Available data:

==========

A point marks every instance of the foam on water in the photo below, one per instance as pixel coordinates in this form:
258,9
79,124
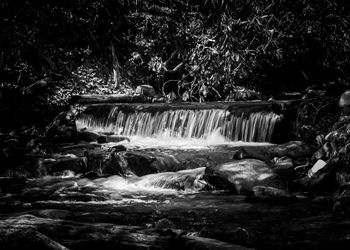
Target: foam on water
210,126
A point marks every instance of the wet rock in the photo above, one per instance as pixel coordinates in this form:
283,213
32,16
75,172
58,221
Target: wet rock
242,236
180,180
323,180
195,242
57,166
63,127
118,148
159,99
316,167
102,139
164,223
241,176
90,175
323,200
88,136
53,213
146,90
344,102
140,163
284,167
293,149
270,194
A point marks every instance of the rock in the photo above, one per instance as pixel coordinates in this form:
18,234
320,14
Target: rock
118,148
111,138
293,149
88,136
270,194
63,127
181,180
283,166
324,179
241,176
159,99
195,242
59,165
164,223
90,175
344,102
323,200
140,163
146,90
316,167
102,139
239,154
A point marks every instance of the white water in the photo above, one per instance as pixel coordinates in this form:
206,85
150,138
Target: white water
210,126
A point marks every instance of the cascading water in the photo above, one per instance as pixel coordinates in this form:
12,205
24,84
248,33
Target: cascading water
183,124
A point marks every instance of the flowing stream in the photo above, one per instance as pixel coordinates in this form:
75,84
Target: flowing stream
170,209
184,124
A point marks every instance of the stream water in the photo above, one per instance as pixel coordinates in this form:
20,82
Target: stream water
167,210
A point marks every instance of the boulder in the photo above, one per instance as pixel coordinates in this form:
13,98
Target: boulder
270,194
146,90
344,102
88,136
293,149
284,167
63,128
241,176
59,165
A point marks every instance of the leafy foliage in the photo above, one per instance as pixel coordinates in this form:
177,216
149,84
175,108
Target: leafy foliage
185,47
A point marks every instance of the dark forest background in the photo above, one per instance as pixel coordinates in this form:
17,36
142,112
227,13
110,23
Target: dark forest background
53,49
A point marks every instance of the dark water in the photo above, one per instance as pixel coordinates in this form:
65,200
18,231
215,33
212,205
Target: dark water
87,210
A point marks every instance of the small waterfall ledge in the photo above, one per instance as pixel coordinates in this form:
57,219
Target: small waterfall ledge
235,122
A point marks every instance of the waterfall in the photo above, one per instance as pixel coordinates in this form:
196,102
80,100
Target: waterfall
183,123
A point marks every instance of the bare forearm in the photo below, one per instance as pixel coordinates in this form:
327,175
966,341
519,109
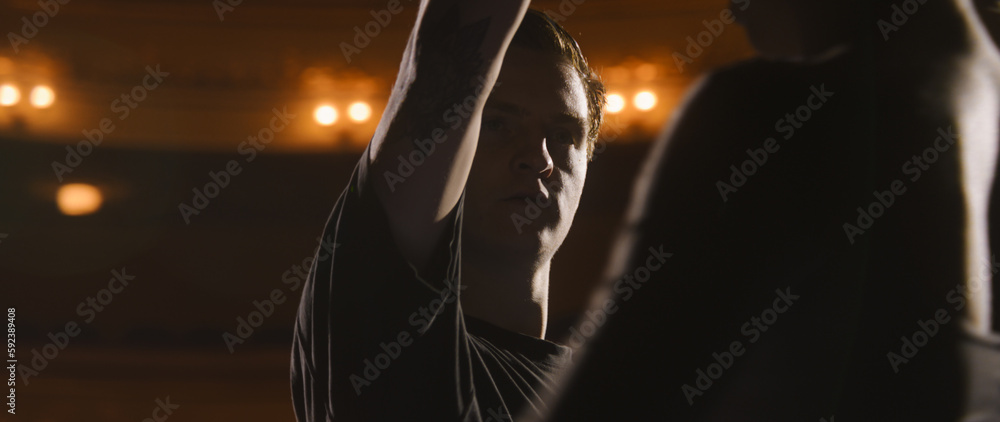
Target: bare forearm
423,148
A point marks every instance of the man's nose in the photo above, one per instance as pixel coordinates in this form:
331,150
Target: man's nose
533,157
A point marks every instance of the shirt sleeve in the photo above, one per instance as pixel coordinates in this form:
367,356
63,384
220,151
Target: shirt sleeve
375,340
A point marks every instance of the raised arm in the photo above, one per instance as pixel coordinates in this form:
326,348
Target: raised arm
423,148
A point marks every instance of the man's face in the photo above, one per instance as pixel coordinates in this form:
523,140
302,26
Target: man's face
531,160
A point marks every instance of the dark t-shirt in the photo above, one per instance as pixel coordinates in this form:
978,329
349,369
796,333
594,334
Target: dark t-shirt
375,340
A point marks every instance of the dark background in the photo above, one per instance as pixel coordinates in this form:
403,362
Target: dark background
163,334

==========

Written request: Reproduce all of the material above, swapping "photo" for "image" wherever it occurs and changing nothing else. Omit the pictures.

Answer in full:
A point marks every instance of the foam on water in the image below, one per instance as pixel coordinates in this form:
258,9
79,124
Target: foam on water
210,126
A point marks every instance of the wet rock in the image above, one per instance as pixel coordinates in this form:
283,213
32,16
75,172
58,221
Target: wet rock
242,236
180,180
323,180
195,242
57,166
63,127
118,148
159,99
316,167
102,139
164,223
241,176
90,175
323,200
88,136
53,213
146,90
344,102
140,163
284,167
293,149
270,194
A point marks every instance of the rock in the image above, one per instance as pixel coordinates in this form:
18,234
320,14
Target: rock
118,148
111,138
293,149
88,136
270,194
63,127
181,180
283,166
324,179
241,176
159,99
195,242
59,165
164,223
90,175
344,102
323,200
140,163
146,90
316,167
102,139
239,154
A point marks every instance of the white water in the image above, one per instance as pixel coordinates in this form:
206,85
150,138
Target: white water
210,126
A point marks every instance of the cascading water in the image above, one per instance as pixel coordinates in this form:
12,205
24,84
248,33
Target: cascading water
183,124
A point marks every instance of the flowing stream in the image above, one per instance as pixel coordinates in this form:
75,84
Target: flowing stream
170,209
184,124
A point marks every instance of the stream water in the image above, one per instance as pixel coordinates in this form:
20,82
Target: stream water
167,210
A point marks every instance of the boulder in the image above, one per instance as pixel coordinates in this form:
13,98
Target: boulder
270,194
146,90
344,102
88,136
293,149
284,167
63,128
241,176
59,165
A point marks every instance of the leafy foliage in the image above, one per instance as pixel coordinates in this form:
177,216
149,84
175,108
Target: leafy foliage
185,47
A point marks every instance of the dark forest background in the image above, one per instance as pixel coordinates in this form:
17,36
142,112
227,13
110,23
Target: dark forest background
53,49
A point marks every instance of the dark water in the image above, one per instance as pixel coordinates in this form:
65,200
18,231
215,33
212,205
Target: dark water
87,210
A point marks every instance of the small waterfall ledge in the image above, one per instance as pixel coordinates in this form:
57,219
Target: small waterfall ledge
235,122
A point marks every instance of the waterfall in the image above, one per instance as pixel coordinates in this form:
196,102
80,100
Target: waterfall
183,123
A point marks every instance of the bare forearm in the image below, one per instance as pixel coordinates in this form:
327,175
966,341
519,109
Target: bare forearm
423,148
A point marks every instance of the man's nose in the image above, one per instance as pixel coordinates in this form:
331,150
Target: man's nose
533,157
A point marks every instance of the shirt sleeve in the image above, one per instance as pixel coordinates in this form:
367,356
63,384
220,151
Target: shirt sleeve
375,340
A point marks every instance of the raised arm in the image above, one per instance as pixel coordinates in this form:
326,348
Target: raised arm
423,148
A point marks every instance of the man's face in the image above, one per instance as pixel coordinates in this form:
523,140
302,26
Target: man's face
531,160
A point marks every instance of the dark t-shirt in the image above, one per instance as pixel coordinates in this form:
978,329
349,369
796,333
594,334
Target: dark t-shirt
375,340
A point marks every instance of the dark background in the image above, one per instance as pixel coordinates in this form:
403,362
Target: dark background
163,334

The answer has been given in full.